[2/2] drm/amdgpu: prevent command submission failures under memory pressure

Submitted by Christian König on Sept. 1, 2016, 2:16 p.m.

Details

Message ID 1472739370-6579-2-git-send-email-deathsimple@vodafone.de
State New
Headers show
Series "Series without cover letter" ( rev: 1 ) in AMD X.Org drivers

Not browsing as part of any series.

Commit Message

Christian König Sept. 1, 2016, 2:16 p.m.
From: Christian König <christian.koenig@amd.com>

As last resort try to evict BOs from the current working set into other
memory domains. This effectively prevents command submission failures when
VM page tables have been swapped out.

Signed-off-by: Christian König <christian.koenig@amd.com>
---
 drivers/gpu/drm/amd/amdgpu/amdgpu.h    |  1 +
 drivers/gpu/drm/amd/amdgpu/amdgpu_cs.c | 65 +++++++++++++++++++++++++++++++++-
 2 files changed, 65 insertions(+), 1 deletion(-)

Patch hide | download patch | download mbox

diff --git a/drivers/gpu/drm/amd/amdgpu/amdgpu.h b/drivers/gpu/drm/amd/amdgpu/amdgpu.h
index 03ba035..ee2eeaa 100644
--- a/drivers/gpu/drm/amd/amdgpu/amdgpu.h
+++ b/drivers/gpu/drm/amd/amdgpu/amdgpu.h
@@ -1225,6 +1225,7 @@  struct amdgpu_cs_parser {
 	struct fence			*fence;
 	uint64_t			bytes_moved_threshold;
 	uint64_t			bytes_moved;
+	struct amdgpu_bo_list_entry	*evictable;
 
 	/* user fence */
 	struct amdgpu_bo_list_entry	uf_entry;
diff --git a/drivers/gpu/drm/amd/amdgpu/amdgpu_cs.c b/drivers/gpu/drm/amd/amdgpu/amdgpu_cs.c
index 23964b8..09adc75 100644
--- a/drivers/gpu/drm/amd/amdgpu/amdgpu_cs.c
+++ b/drivers/gpu/drm/amd/amdgpu/amdgpu_cs.c
@@ -378,6 +378,60 @@  retry:
 	}
 
 	return r;
+
+	return -ENOMEM;
+}
+
+/* Last resort try to evict something from the current working set */
+static bool amdgpu_cs_try_evict(struct amdgpu_cs_parser *p,
+				struct amdgpu_bo_list_entry *lobj)
+{
+	uint32_t domain = lobj->robj->allowed_domains;
+	int r;
+
+	if (!p->evictable)
+		return false;
+
+	for (;&p->evictable->tv.head != &p->validated;
+	     p->evictable = list_prev_entry(p->evictable, tv.head)) {
+
+		struct amdgpu_bo_list_entry *candidate = p->evictable;
+		struct amdgpu_bo *bo = candidate->robj;
+		u64 initial_bytes_moved;
+		uint32_t other;
+
+		/* If we reached our current BO we can forget it */
+		if (candidate == lobj)

◆ INFORMATION SHOWN ◆
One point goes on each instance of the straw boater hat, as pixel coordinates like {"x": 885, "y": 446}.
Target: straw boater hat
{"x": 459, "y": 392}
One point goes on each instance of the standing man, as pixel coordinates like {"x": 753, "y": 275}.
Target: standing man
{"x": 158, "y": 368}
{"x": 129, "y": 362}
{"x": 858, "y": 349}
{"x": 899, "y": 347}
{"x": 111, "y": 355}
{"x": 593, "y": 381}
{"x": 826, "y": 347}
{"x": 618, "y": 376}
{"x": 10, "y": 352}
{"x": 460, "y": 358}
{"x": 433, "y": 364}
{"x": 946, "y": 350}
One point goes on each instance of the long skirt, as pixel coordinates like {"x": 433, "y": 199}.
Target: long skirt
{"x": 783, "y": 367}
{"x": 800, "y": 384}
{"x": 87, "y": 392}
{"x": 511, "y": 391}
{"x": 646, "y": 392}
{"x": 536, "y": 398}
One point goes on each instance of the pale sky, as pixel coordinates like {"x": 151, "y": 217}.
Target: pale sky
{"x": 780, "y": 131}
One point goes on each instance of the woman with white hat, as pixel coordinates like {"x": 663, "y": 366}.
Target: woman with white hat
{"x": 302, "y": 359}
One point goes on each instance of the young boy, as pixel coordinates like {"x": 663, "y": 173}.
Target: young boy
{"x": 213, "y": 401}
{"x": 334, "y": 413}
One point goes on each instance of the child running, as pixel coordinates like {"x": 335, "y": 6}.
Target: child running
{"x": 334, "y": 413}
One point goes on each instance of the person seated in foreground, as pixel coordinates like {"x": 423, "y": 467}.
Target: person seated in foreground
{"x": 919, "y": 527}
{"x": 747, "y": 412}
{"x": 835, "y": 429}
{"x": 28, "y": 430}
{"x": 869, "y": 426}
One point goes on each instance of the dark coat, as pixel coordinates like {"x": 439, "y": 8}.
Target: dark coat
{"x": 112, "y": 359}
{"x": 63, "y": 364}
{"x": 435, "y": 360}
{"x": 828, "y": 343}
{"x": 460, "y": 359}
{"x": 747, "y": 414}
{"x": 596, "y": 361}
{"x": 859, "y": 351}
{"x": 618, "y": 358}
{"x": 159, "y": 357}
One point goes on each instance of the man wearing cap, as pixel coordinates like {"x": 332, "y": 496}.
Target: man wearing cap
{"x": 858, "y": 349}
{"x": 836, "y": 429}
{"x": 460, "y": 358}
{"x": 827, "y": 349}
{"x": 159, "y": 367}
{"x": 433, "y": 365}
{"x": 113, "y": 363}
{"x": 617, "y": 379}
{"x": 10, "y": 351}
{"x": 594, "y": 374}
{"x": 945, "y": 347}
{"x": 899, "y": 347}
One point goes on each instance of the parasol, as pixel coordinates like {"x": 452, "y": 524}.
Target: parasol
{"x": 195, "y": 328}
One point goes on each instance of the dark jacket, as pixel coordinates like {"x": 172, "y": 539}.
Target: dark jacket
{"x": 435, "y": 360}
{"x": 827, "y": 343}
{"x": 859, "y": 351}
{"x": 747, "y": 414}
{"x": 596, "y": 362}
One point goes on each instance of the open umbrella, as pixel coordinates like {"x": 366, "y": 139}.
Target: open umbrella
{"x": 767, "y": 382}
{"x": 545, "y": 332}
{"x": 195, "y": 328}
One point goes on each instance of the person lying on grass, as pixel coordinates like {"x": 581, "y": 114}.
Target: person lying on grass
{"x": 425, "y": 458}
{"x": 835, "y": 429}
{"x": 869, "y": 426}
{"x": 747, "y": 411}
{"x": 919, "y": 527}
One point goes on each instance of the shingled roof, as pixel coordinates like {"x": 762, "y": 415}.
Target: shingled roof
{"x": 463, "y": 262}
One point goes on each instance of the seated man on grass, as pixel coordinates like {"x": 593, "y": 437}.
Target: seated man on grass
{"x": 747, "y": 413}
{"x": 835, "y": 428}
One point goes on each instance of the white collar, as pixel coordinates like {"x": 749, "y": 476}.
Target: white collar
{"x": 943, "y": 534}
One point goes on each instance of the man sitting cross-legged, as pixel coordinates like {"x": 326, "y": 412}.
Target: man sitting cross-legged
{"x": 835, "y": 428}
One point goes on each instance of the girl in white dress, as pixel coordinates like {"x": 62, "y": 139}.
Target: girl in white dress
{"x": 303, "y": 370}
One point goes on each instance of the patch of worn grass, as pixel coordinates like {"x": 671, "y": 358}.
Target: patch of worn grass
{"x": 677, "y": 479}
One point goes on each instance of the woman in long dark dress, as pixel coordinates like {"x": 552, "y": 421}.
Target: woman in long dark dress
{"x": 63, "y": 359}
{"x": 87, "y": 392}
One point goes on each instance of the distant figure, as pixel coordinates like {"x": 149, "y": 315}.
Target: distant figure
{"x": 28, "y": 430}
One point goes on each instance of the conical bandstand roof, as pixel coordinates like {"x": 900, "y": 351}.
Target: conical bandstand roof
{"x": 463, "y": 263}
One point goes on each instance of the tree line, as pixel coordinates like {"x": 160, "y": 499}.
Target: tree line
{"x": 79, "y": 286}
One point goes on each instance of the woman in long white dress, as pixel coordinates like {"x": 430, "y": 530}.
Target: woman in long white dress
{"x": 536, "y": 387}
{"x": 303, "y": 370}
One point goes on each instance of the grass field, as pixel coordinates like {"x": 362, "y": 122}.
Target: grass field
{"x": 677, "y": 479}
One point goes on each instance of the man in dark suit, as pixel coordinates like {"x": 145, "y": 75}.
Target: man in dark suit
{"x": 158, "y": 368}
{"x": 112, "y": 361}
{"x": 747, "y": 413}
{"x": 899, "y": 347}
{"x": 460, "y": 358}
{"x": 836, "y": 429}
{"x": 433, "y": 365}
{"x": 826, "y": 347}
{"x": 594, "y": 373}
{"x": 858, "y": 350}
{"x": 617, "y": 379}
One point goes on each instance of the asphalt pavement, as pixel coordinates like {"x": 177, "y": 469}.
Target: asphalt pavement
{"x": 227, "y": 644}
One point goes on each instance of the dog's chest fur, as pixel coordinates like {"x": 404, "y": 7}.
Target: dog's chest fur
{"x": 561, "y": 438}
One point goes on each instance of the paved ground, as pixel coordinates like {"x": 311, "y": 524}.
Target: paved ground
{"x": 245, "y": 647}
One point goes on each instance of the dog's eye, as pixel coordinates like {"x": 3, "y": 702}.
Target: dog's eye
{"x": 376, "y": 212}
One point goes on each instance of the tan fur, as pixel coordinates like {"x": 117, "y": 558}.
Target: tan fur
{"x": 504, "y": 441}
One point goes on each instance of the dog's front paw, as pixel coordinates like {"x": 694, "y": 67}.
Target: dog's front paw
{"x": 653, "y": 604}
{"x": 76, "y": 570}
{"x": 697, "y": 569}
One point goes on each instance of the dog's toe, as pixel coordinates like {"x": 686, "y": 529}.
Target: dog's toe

◆ WHAT THIS TASK INVOLVES ◆
Can you extend the amdgpu eviction patch past its last line? The entries have no part in this.

◆ EXPECTED ANSWER ◆
+			break;
+
+		other = amdgpu_mem_type_to_domain(bo->tbo.mem.mem_type);
+
+		/* Check if this BO is in one of the domains we need space for */
+		if (!(other & domain))
+			continue;
+
+		/* Check if we can move this BO somewhere else */
+		other = bo->allowed_domains & ~domain;
+		if (!other)
+			continue;
+
+		/* Good we can try to move this BO somewhere else */
+		amdgpu_ttm_placement_from_domain(bo, other);
+		initial_bytes_moved = atomic64_read(&bo->adev->num_bytes_moved);
+		r = ttm_bo_validate(&bo->tbo, &bo->placement, true, false);
+		p->bytes_moved += atomic64_read(&bo->adev->num_bytes_moved) -
+			initial_bytes_moved;
+
+		if (unlikely(r))
+			break;
+
+		p->evictable = list_prev_entry(p->evictable, tv.head);
+		list_move(&candidate->tv.head, &p->validated);
+
+		return true;
+	}
+
+	return false;
 }
 
 int amdgpu_cs_list_validate(struct amdgpu_cs_parser *p,
@@ -404,9 +458,15 @@  int amdgpu_cs_list_validate(struct amdgpu_cs_parser *p,
 			binding_userptr = true;
 		}
 
-		r = amdgpu_cs_bo_validate(p, bo);
+		if (p->evictable == lobj)
+			p->evictable = NULL;
+
+		do {
+			r = amdgpu_cs_bo_validate(p, bo);
+		} while (r == -ENOMEM && amdgpu_cs_try_evict(p, lobj));
 		if (r)
 			return r;
+
 		if (bo->shadow) {
 			r = amdgpu_cs_bo_validate(p, bo);
 			if (r)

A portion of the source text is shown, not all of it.